> Source data:
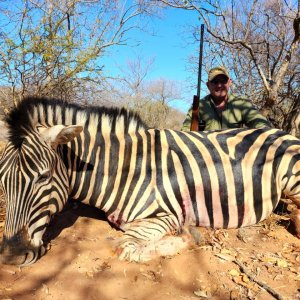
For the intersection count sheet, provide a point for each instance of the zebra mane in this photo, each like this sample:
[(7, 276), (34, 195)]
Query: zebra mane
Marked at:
[(34, 111)]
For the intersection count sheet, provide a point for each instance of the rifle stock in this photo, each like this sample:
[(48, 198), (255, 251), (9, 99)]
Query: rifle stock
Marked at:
[(195, 114)]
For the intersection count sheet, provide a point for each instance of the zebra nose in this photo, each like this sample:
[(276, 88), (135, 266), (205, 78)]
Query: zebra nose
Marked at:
[(15, 250)]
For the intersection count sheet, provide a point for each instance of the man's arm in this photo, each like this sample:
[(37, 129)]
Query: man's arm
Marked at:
[(186, 126)]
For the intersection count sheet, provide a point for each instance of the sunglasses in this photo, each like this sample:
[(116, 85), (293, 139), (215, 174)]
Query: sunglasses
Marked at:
[(217, 81)]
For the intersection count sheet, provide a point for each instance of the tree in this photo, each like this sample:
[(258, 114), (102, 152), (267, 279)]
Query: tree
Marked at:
[(52, 47), (259, 42)]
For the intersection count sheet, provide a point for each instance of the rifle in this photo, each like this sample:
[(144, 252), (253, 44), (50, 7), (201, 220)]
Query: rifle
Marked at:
[(195, 126)]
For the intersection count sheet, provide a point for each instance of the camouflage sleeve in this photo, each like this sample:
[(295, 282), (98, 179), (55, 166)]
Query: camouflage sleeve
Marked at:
[(253, 118), (186, 126)]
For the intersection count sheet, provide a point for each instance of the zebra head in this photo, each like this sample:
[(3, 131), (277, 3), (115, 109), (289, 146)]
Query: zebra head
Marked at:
[(35, 184)]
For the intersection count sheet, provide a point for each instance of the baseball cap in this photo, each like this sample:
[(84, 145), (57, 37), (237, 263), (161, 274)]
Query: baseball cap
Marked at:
[(217, 71)]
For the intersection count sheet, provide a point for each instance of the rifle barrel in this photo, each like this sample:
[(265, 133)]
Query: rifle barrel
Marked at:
[(200, 61)]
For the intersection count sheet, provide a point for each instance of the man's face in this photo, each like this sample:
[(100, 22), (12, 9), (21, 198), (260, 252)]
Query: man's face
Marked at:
[(219, 87)]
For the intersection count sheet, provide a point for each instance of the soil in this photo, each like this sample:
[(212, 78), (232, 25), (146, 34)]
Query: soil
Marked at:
[(258, 262)]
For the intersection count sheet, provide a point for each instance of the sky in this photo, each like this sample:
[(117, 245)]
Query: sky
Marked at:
[(170, 48)]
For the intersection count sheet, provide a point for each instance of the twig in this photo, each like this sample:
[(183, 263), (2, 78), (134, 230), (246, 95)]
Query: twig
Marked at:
[(260, 283)]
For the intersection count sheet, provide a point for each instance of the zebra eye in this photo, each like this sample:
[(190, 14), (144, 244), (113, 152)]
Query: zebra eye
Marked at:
[(44, 176)]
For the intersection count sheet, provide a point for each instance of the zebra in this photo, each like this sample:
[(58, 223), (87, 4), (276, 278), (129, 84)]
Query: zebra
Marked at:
[(150, 183)]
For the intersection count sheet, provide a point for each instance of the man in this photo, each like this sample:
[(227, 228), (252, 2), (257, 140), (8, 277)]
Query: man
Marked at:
[(221, 110)]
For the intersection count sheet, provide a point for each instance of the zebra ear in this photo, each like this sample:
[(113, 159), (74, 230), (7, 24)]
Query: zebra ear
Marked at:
[(3, 131), (60, 134)]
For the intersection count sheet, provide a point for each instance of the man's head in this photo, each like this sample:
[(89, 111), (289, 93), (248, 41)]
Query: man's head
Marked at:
[(218, 84)]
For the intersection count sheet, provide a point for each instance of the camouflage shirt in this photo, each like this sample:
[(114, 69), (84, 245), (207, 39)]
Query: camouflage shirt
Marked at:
[(238, 112)]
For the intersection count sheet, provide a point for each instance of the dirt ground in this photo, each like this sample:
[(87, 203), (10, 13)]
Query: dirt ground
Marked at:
[(258, 262)]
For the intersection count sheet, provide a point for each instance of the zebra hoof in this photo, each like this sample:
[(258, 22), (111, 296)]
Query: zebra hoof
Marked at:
[(167, 246)]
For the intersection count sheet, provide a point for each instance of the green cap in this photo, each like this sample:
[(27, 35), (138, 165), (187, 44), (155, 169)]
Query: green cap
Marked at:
[(217, 71)]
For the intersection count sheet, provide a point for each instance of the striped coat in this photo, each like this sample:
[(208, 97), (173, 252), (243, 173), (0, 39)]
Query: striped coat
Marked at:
[(149, 182)]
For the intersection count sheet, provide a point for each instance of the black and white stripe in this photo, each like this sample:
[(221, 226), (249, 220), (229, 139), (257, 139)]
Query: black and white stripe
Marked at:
[(149, 182)]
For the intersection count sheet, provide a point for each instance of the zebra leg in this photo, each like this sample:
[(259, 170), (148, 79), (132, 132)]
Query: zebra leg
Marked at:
[(146, 239)]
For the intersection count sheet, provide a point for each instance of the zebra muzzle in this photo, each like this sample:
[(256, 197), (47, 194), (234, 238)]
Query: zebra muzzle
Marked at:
[(18, 250)]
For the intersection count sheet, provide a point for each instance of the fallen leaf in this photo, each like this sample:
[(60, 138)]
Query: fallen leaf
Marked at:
[(234, 273), (281, 263), (201, 293)]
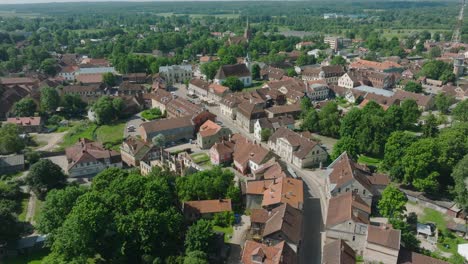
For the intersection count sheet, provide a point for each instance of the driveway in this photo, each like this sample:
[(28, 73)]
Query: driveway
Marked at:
[(60, 160), (135, 121), (238, 240)]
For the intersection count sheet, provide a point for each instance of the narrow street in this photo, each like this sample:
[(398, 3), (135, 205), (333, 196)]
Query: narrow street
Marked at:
[(314, 199)]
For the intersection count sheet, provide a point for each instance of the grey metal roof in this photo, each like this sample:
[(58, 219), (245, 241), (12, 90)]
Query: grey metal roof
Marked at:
[(369, 89), (97, 70)]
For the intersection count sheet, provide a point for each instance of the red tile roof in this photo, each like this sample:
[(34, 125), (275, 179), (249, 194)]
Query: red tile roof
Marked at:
[(25, 121)]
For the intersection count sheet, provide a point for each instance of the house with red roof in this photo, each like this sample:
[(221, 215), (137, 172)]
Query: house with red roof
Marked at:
[(87, 158), (281, 253), (210, 133), (293, 147)]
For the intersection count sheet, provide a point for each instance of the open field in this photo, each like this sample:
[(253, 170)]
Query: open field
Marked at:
[(199, 15)]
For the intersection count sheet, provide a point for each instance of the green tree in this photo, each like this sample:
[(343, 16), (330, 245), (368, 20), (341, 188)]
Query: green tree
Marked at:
[(265, 134), (24, 107), (435, 52), (348, 144), (393, 203), (413, 87), (291, 72), (233, 83), (109, 79), (329, 120), (73, 105), (199, 236), (411, 113), (209, 69), (429, 129), (460, 112), (49, 67), (121, 218), (44, 176), (460, 177), (443, 102), (420, 164), (196, 257), (256, 72), (58, 204), (10, 142), (107, 109), (395, 149), (338, 60), (50, 99)]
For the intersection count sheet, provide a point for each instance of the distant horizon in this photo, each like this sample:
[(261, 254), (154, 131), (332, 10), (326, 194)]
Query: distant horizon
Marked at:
[(13, 2)]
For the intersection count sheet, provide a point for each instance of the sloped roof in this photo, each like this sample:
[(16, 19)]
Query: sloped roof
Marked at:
[(167, 124), (284, 190), (285, 219), (384, 236), (279, 253), (341, 207), (209, 128), (338, 252), (235, 70)]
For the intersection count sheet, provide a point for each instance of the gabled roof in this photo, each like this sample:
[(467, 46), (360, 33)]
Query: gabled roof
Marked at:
[(167, 124), (285, 219), (209, 128), (284, 190), (302, 146), (345, 207), (236, 70), (138, 147), (280, 253), (344, 170), (208, 206), (384, 236), (407, 257), (25, 121), (86, 150), (338, 252)]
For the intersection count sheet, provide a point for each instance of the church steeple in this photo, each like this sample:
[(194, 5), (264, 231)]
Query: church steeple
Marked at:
[(247, 32)]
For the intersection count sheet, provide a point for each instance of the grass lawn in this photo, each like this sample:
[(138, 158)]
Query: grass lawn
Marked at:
[(369, 160), (200, 158), (80, 130), (37, 209), (110, 133), (24, 207), (228, 231), (449, 242), (33, 258)]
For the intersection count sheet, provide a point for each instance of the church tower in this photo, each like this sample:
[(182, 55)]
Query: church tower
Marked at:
[(247, 31)]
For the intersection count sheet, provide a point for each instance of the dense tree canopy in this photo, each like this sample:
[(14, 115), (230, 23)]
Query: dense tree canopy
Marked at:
[(44, 176), (122, 218)]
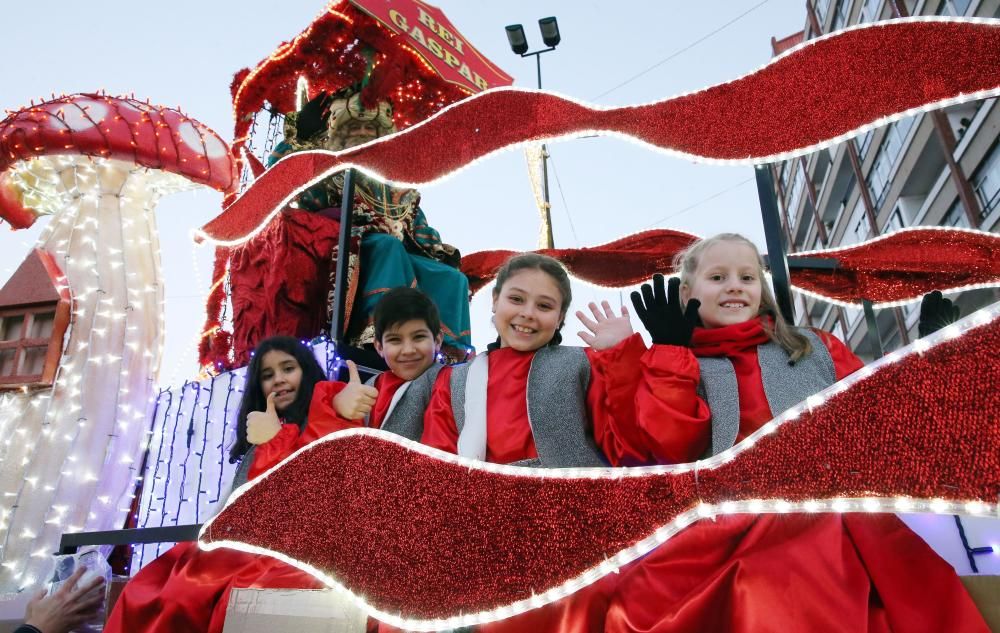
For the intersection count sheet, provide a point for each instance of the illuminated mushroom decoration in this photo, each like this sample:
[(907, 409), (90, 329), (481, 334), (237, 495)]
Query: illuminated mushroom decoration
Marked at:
[(98, 165)]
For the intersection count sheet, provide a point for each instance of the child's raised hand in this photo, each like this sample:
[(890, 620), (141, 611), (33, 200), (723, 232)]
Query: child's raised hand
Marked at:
[(606, 329), (662, 315), (356, 399), (263, 425)]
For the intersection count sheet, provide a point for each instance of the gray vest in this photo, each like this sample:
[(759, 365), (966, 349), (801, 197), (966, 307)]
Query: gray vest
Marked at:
[(784, 385), (557, 412), (407, 417), (243, 469)]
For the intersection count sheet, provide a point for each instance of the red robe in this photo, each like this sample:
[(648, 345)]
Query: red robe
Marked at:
[(749, 573), (509, 439), (187, 589)]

> Aim of the task: Render the stretch of the material that opens with the line containing "the man's face" and closes with the line containing "[(260, 283)]" as a Markdown table with the columns No. and Text. Number each line in order and skip blank lines.

> Output for this task:
| No. | Text |
|---|---|
| 1 | For the intersection count sheet, provide a point for each instance of the man's face in this photo, each like this sample: |
| 2 | [(100, 22), (12, 9), (21, 198), (260, 252)] |
| 3 | Query: man's face |
| 4 | Marked at: |
| 5 | [(219, 87)] |
| 6 | For the intersection count sheet, provide a point for each instance of the soil in this photo, each like this sample: |
| 7 | [(212, 78), (232, 25), (146, 34)] |
| 8 | Query: soil |
| 9 | Marked at: |
| 10 | [(258, 262)] |
| 11 | For the intersection count sheet, provide a point for each instance of the sky in this photo, each like this sample: |
| 12 | [(117, 245)] |
| 13 | Query: sky |
| 14 | Marked at: |
| 15 | [(170, 48)] |
| 16 | For the intersection count sheet, provide a point for each instance of the twig in this photo, each like this sample: |
| 17 | [(183, 263), (2, 78), (134, 230), (246, 95)] |
| 18 | Query: twig |
| 19 | Marked at: |
| 20 | [(260, 283)] |